In a recent Canadian study, 16.7% (range 10-27%) of patients with recent onset atrial fibrillation were admitted from the emergency department [10]. Admission rates were higher (55%) in our patient population; however, our study included all patients with atrial fibrillation. In our study, 14.7% of all those with at least one set of troponins and 26.6% of those with two or more sets had positive troponins. Of importance, 98% of patients with positive troponins were referred on to consulting services; however, only a third were treated as ACS by consulting services (4.9% of the entire patient cohort). It is possible that patients with positive troponins who were not treated as ACS could have required admission for other reasons; however, our study did not account for that.

The findings of our study have important implications for clinical practice and resource utilization. Cardiac troponins, while relatively cardiac-specific, are not disease-specific and can be positive in the absence of infarction [11]. For example, in a study of 1,000 consecutive patients who presented to an urban emergency department with potential symptoms or signs of coronary ischemia, 45% of patients with significantly elevated troponin I levels had a final diagnosis other than ACS [12]. In our study, 79% of patients with a positive troponin had a potential alternative diagnosis for a rise in troponin other than ACS, corroborating findings from other studies [13]. Demand-related rise in troponin could account for 35.7% of cases, as has been seen in numerous other studies [1417]. In a study of patients presenting with elevated TnI levels with subsequent normal coronary angiogram, tachyarrythmias were the cause of TnI release in 28% of cases [18]. Failure to consider these other potential causes of elevated troponin can lead to unnecessary and invasive cardiac investigations and resource utilization, which will become of more importance with the introduction of newer, more sensitive troponin assays [19]. While it was not within the scope of this study, our work raises interesting questions about the possibility of identifying patients with specific symptoms or characteristics who warrant further diagnostic workup versus patients who are safe to discharge home. These types of questions are best answered in a prospective study, for which our work sheds light on important characteristic in the study population.

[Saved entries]
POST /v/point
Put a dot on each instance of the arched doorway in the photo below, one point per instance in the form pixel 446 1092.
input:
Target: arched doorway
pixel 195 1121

...

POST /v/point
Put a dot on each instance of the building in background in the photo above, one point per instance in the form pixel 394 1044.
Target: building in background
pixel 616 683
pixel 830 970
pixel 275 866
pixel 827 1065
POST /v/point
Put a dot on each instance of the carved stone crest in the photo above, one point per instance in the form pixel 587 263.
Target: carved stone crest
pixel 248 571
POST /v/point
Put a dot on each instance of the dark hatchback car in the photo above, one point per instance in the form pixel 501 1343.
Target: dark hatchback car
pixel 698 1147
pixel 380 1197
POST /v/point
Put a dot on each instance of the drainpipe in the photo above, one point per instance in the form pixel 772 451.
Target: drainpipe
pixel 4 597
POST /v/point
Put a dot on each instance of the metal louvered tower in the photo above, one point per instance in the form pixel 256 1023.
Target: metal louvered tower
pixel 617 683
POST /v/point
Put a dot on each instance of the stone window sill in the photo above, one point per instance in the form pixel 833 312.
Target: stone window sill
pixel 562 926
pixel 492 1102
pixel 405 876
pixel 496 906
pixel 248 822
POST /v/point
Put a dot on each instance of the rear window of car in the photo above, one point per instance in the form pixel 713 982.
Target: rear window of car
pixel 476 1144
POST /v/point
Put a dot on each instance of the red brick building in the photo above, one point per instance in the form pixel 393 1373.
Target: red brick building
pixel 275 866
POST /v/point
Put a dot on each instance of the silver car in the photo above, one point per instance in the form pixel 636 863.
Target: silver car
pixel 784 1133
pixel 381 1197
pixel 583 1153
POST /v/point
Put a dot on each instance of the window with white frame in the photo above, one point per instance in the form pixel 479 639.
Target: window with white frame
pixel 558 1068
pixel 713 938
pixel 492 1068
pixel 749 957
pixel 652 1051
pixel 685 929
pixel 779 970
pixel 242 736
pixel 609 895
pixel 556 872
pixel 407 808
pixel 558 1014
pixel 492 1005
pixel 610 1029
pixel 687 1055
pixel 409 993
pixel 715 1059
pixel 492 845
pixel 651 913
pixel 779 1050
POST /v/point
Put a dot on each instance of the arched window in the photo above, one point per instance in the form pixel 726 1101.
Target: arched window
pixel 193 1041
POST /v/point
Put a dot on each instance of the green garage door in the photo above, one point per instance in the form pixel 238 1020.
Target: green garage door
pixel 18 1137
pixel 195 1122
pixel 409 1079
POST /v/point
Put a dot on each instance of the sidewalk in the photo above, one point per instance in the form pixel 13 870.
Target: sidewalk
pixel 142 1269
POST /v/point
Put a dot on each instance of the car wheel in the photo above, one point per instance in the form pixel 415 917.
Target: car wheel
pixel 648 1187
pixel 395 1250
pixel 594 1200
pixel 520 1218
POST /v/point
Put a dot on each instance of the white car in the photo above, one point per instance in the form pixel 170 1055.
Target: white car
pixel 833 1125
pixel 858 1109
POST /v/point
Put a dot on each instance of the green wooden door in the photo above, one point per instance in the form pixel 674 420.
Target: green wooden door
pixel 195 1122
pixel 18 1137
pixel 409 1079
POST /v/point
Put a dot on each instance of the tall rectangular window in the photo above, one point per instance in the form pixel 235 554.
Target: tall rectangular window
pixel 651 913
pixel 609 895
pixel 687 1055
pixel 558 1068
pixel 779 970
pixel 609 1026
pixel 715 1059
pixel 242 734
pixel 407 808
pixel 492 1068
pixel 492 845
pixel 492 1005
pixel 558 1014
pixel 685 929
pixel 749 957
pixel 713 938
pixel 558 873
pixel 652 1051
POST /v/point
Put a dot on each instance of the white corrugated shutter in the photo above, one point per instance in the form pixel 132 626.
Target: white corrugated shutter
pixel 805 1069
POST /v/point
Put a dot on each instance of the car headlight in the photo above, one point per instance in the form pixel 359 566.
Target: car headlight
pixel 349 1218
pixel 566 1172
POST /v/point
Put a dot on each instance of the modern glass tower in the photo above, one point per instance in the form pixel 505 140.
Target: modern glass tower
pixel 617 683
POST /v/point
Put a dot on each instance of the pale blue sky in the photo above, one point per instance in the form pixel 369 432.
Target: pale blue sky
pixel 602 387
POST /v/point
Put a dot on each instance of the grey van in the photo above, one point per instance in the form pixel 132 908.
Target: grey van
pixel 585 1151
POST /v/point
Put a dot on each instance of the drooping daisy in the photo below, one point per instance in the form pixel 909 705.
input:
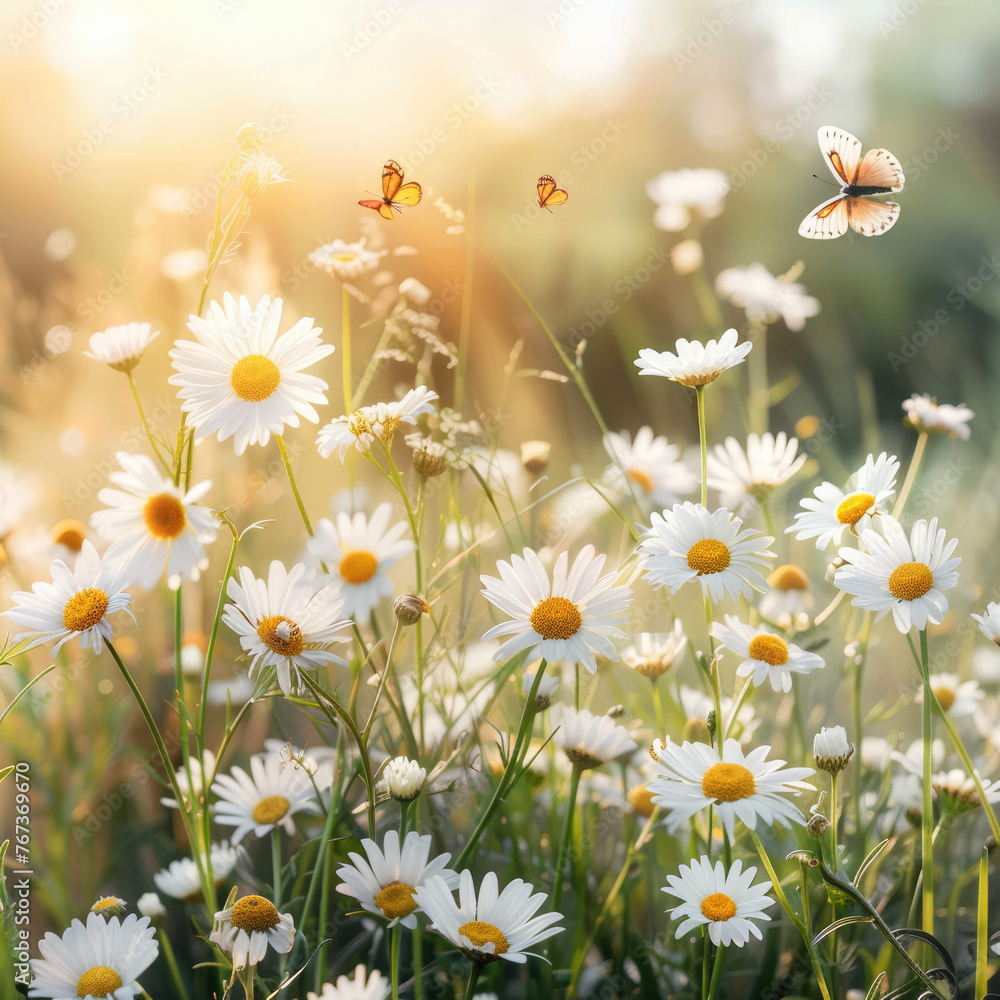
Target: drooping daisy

--

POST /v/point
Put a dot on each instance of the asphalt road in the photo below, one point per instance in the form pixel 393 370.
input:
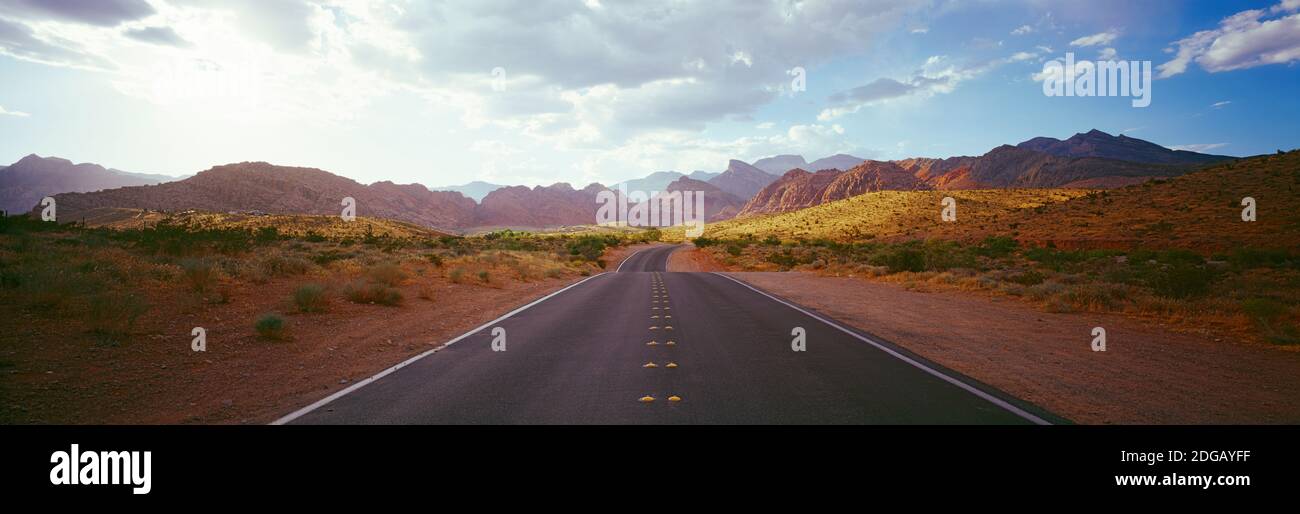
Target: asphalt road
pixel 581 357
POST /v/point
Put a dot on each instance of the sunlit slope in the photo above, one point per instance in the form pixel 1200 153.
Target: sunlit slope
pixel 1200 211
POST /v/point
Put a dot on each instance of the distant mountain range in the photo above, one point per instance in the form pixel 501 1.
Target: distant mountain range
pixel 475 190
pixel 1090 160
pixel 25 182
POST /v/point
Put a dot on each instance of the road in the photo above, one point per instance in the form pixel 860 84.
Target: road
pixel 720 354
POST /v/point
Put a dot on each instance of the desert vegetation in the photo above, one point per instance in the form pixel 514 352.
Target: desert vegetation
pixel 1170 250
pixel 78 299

**TO DO**
[a] Edit the excerpt from "In a recent" up to and including "account for that.", replacing "consulting services" with "specialty services".
[b] What does the excerpt say, summed up in two sentences?
Rely on the excerpt alone and nothing else.

**PROBLEM SOLUTIONS**
[a]
In a recent Canadian study, 16.7% (range 10-27%) of patients with recent onset atrial fibrillation were admitted from the emergency department [10]. Admission rates were higher (55%) in our patient population; however, our study included all patients with atrial fibrillation. In our study, 14.7% of all those with at least one set of troponins and 26.6% of those with two or more sets had positive troponins. Of importance, 98% of patients with positive troponins were referred on to specialty services; however, only a third were treated as ACS by specialty services (4.9% of the entire patient cohort). It is possible that patients with positive troponins who were not treated as ACS could have required admission for other reasons; however, our study did not account for that.

[b] In the study, nearly all patients with positive troponins were referred to consulting services, yet only a third were treated as ACS, and 79% had a potential alternative diagnosis for the troponin rise. Because troponins are not disease-specific, failing to consider other causes can lead to unnecessary invasive investigations and resource use, and the authors suggest a prospective study to identify which patients warrant further workup and which are safe to discharge.